◆ **SELECTED EXCERPT**:
Hello,
I am trying to download the E. coli genome used by the following paper (https://science.sciencemag.org/content/early/2020/12/16/science.aba5257)
It says as follows:
...where the cDNA reads were mapped to either a combined B. subtilis – E. coli genome [ASM904v1.45 and ASM80076v1.37 from EnsemblBacteria (57)] or only...
I can find the B. subtilis genome without any problem. But I am unable to find the E. coli one. Might this be a typo?
Thanks!
Wow thank you!! Do you happen to know why there is no transcriptome in the full directory? (i.e. a cdna.all.fa file) Or is it me who is not finding it?
Also, where did you click here: https://www.ncbi.nlm.nih.gov/assembly/GCF_000800765.1/
to get to the full directory?
cDNA file:
https://ftp.ncbi.nlm.nih.gov/genomes/all/GCA/000/800/765/GCA_000800765.1_ASM80076v1/GCA_000800765.1_ASM80076v1_cds_from_genomic.fna.gz
Click on
FTP directory for GenBank assembly
Thanks so much!! I know there are no introns in bacteria, but still cDNA is not the collection of CDSs, am I right? A 5' or 3'UTR is part of the cDNA but not of the CDS. Is it called CDS because it doesn't include those sequences? Or is it just the way of calling the cDNA (UTRs and CDS) in bacteria's files?
Here is an example of a B subtilis file for cDNA (corresponding to the other genome that appears in my initial message).
ftp://ftp.ensemblgenomes.org/pub/bacteria/release-49/fasta/bacteria_0_collection/bacillus_subtilis_subsp_subtilis_str_168_gca_000009045/cdna/Bacillus_subtilis_subsp_subtilis_str_168_gca_000009045.ASM904v1.cdna.all.fa.gz
Do you happen to know if this file different from the one you sent, or is it a matter of nomenclature?

◆ **RECORDS**:

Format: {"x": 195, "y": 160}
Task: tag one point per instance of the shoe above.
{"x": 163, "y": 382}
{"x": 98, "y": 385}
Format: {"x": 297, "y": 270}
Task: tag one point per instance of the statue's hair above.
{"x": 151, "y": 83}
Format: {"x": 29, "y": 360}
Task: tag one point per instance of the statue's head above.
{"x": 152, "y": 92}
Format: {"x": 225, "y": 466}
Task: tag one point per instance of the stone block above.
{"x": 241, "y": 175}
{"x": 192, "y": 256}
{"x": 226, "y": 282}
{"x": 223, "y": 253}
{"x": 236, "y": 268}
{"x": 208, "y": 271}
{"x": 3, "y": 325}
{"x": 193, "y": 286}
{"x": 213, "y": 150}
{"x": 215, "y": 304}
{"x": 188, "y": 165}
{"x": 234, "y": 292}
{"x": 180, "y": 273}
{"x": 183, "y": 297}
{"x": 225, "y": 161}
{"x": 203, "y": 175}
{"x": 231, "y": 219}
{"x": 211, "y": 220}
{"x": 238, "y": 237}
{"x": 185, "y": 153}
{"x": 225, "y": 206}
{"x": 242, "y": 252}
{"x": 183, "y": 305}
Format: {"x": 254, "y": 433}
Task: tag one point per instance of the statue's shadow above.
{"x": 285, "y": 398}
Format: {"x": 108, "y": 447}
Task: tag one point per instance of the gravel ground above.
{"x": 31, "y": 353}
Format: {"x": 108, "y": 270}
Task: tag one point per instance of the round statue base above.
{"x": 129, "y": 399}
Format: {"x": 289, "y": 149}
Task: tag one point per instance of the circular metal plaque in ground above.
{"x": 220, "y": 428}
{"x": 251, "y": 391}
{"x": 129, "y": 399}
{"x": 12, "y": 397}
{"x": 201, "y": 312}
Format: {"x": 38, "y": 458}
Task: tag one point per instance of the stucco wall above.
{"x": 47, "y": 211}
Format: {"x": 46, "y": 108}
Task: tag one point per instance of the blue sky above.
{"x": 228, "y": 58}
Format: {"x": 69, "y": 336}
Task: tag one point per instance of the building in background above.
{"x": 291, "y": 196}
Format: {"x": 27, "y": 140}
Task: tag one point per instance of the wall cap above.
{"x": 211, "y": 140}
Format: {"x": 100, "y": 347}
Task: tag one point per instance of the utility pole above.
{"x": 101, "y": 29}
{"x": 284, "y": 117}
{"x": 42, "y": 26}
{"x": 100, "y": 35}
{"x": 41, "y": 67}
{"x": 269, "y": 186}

◆ **TASKS AND EXERCISES**:
- 1) In the genome download thread, what does the reply say to click on to reach the full directory?
- 2) Retype the stretch of the genome download thread from "I can find the" through "not finding it?".
The data here come from a separate source and are unrelated to the thread.

◆ **ACTIVITY ANSWERS**:
- 1) FTP directory for GenBank assembly

- 2)
I can find the B. subtilis genome without any problem. But I am unable to find the E. coli one. Might this be a typo?
Thanks!
Wow thank you!! Do you happen to know why there is no transcriptome in the full directory? (i.e. a cdna.all.fa file) Or is it me who is not finding it?